━━━━━ Data extract ━━━━━

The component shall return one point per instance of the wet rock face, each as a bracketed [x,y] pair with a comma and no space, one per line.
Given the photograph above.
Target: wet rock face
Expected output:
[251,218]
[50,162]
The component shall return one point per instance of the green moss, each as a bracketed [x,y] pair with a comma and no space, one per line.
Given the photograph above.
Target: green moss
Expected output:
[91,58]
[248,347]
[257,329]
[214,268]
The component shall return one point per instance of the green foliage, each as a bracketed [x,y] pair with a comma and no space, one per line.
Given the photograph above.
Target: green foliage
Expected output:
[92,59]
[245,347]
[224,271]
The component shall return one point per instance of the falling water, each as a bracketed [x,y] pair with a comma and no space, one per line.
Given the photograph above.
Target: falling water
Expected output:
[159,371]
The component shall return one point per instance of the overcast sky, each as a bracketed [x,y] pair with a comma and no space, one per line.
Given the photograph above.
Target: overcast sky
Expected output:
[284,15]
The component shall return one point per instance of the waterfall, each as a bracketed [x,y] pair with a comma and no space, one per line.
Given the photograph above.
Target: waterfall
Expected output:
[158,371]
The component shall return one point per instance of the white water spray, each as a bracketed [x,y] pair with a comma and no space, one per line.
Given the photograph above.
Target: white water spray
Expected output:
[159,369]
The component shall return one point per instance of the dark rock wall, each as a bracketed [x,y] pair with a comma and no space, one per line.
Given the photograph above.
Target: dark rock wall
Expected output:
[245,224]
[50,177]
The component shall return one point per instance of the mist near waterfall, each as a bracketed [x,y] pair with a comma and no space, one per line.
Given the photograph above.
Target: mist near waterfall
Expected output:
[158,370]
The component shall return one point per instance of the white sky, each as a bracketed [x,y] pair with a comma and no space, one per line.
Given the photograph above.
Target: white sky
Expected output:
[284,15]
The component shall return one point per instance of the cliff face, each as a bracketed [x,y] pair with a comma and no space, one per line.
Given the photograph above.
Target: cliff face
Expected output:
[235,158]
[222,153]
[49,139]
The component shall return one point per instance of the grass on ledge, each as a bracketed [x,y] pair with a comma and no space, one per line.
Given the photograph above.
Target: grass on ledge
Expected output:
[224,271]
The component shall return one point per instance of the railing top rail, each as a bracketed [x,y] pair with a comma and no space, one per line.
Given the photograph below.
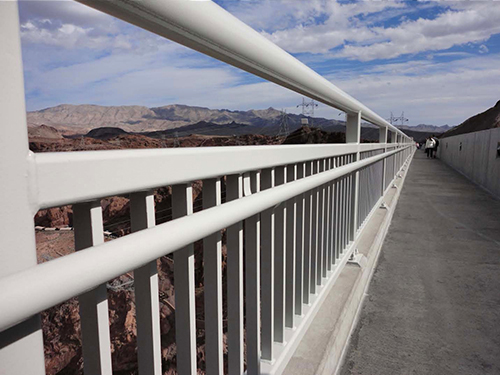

━━━━━

● Task to carry out
Reproduce exactly, and only, the lines from the one containing "The component shall return one point per instance of the grass" through the last line of the records above, both included, leaving out any pictures.

● Task response
The component shall return one point per instance of the grass on ledge, each as a bracketed [x,y] pair with a comma and no space, one per line.
Given the photograph above.
Target: grass on ledge
Expected output:
[224,271]
The component shall return one point per instance of the railing top rail, each as a bracketed [x,y] pair with a comma and no space, one per line.
Given the photograph below.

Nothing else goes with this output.